Texto de apoio:
|---|

Eis uma faca de dois gumes: aprender em casa. O ?homeschooling? é ideia antiga. Muitos filhos de militares viveram essa experiência, por causa das constantes transferências de seus pais e por razões religiosas. Esse é um dos gumes da questão: a opção conservadora para resguardar os filhos contra as ideias de autonomia intelectual. O outro gume da faca é exatamente a perspectiva de aprender com autonomia intelectual, fora de garras das pedagogias institucionais, muitas vezes, voltadas à prisão da inteligência, fundadas em pedagogias da submissão.
Na década de 1960, esses dois gumes ficaram mais visíveis. Enquanto McLuhan previa um futuro tecnológico de aprendizagens por satélites (leia Mutações em Educação), com tecnologia capaz de assegurar a autonomia intelectual do indivíduo, nessa mesma década, grupos evangélicos lutavam arduamente contra as ideias ousadas trazidas pela contracultura, a começar pelo uso do anticoncepcional e da calça comprida pela mulher. O motor da questão era religioso. Essa é a mesma razão do projeto de Bolsonaro e equipe.

|---|

Ação solicitada 1: Liste todos os nomes próprios de pessoas e de obras citados no texto sobre o ensino em casa.
Ação solicitada 2: Transcreva o trecho do texto sobre o ensino em casa que começa nas palavras "Na década de" e termina depois de "Bolsonaro e equipe.".

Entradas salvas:
|---|

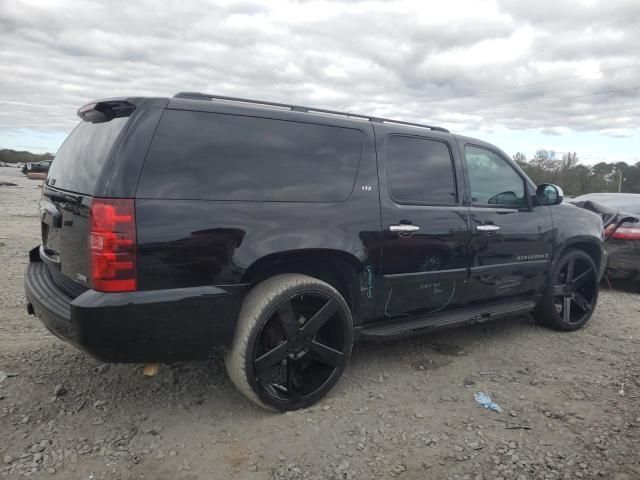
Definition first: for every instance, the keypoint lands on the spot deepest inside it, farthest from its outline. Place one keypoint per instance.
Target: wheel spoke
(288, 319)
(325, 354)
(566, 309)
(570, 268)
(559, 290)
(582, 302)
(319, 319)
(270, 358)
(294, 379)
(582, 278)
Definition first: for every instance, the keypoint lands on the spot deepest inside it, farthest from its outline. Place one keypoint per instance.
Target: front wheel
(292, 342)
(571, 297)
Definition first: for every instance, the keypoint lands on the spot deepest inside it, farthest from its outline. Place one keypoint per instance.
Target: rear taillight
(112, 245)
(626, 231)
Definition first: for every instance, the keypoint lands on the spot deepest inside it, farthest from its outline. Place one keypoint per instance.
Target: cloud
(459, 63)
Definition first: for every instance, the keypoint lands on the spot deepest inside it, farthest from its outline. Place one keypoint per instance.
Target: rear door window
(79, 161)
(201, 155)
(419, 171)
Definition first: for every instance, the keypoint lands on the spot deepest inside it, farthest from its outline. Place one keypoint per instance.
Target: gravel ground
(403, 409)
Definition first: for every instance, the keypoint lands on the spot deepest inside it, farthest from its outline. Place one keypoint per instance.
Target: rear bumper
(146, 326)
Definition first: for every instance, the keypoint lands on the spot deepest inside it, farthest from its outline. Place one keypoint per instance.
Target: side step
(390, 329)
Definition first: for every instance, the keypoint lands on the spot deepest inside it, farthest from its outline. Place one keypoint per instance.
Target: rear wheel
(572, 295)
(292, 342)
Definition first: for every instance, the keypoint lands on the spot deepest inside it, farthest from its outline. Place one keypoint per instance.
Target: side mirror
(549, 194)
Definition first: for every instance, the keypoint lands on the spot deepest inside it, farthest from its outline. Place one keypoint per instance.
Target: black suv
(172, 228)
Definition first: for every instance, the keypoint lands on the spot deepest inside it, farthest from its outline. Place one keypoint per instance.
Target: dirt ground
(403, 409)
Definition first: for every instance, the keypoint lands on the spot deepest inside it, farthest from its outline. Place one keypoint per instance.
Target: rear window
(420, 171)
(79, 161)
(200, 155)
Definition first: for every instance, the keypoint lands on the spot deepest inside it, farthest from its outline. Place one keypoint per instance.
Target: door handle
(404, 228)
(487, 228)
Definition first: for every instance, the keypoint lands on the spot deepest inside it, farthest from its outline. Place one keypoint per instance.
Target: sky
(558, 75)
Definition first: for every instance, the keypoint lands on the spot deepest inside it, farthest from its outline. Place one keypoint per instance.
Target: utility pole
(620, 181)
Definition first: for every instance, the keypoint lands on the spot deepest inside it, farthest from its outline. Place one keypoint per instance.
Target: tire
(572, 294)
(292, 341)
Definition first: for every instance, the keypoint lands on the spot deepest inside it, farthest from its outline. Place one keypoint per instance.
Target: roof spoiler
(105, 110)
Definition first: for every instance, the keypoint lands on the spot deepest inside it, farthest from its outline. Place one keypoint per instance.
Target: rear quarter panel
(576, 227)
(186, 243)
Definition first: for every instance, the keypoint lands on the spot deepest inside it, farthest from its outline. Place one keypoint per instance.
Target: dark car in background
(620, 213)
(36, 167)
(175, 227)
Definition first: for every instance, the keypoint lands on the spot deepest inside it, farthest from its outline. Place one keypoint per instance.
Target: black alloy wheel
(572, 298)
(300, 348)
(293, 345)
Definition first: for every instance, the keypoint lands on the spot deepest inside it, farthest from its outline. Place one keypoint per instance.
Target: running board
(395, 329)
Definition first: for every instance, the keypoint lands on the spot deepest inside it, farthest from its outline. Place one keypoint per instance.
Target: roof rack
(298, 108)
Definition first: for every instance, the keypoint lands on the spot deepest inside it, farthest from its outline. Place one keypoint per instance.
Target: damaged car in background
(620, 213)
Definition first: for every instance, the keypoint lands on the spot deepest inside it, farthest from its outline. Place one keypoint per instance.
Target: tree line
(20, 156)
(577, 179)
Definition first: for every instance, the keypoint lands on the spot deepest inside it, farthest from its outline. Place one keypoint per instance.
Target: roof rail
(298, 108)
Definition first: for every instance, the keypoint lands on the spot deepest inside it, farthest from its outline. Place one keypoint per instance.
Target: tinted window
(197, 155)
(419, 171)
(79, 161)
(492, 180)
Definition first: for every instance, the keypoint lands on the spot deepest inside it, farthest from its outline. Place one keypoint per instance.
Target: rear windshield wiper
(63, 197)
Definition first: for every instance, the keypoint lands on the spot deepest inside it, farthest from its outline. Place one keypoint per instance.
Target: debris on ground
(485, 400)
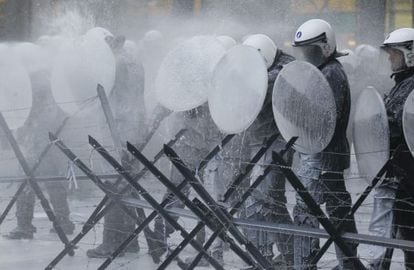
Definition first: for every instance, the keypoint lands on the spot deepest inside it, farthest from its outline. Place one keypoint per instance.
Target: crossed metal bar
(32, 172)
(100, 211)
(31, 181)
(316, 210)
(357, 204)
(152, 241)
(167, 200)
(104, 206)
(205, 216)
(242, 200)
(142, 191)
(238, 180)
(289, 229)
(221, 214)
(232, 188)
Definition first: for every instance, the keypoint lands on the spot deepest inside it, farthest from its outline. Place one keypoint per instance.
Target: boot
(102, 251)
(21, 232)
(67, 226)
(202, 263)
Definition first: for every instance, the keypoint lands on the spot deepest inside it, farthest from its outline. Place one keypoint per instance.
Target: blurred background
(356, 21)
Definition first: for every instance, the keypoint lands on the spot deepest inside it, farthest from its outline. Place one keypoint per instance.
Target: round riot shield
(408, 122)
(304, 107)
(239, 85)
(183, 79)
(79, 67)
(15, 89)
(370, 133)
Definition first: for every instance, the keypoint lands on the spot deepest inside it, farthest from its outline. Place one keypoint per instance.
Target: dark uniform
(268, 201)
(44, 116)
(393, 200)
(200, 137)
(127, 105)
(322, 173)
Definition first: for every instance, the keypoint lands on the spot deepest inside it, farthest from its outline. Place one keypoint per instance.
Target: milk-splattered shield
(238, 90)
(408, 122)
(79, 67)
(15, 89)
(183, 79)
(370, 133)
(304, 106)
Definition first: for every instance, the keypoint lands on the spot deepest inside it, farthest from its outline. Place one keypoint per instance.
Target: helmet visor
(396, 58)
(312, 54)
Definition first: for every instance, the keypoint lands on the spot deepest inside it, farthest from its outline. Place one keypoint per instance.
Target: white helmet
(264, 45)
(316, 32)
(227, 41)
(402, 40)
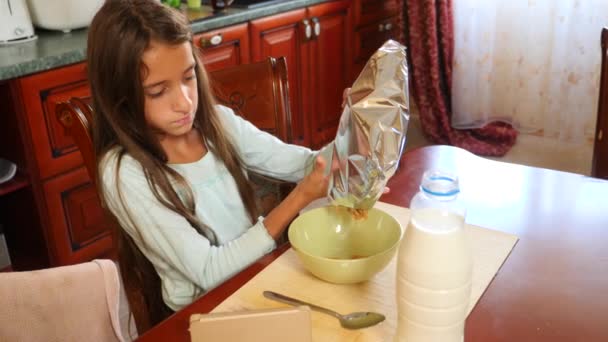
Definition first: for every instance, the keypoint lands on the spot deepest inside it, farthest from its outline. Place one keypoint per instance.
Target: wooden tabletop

|---|

Resposta da tarefa 1: McLuhan; Mutações em Educação; Bolsonaro

Resposta da tarefa 2:
Na década de 1960, esses dois gumes ficaram mais visíveis. Enquanto McLuhan previa um futuro tecnológico de aprendizagens por satélites (leia Mutações em Educação), com tecnologia capaz de assegurar a autonomia intelectual do indivíduo, nessa mesma década, grupos evangélicos lutavam arduamente contra as ideias ousadas trazidas pela contracultura, a começar pelo uso do anticoncepcional e da calça comprida pela mulher. O motor da questão era religioso. Essa é a mesma razão do projeto de Bolsonaro e equipe.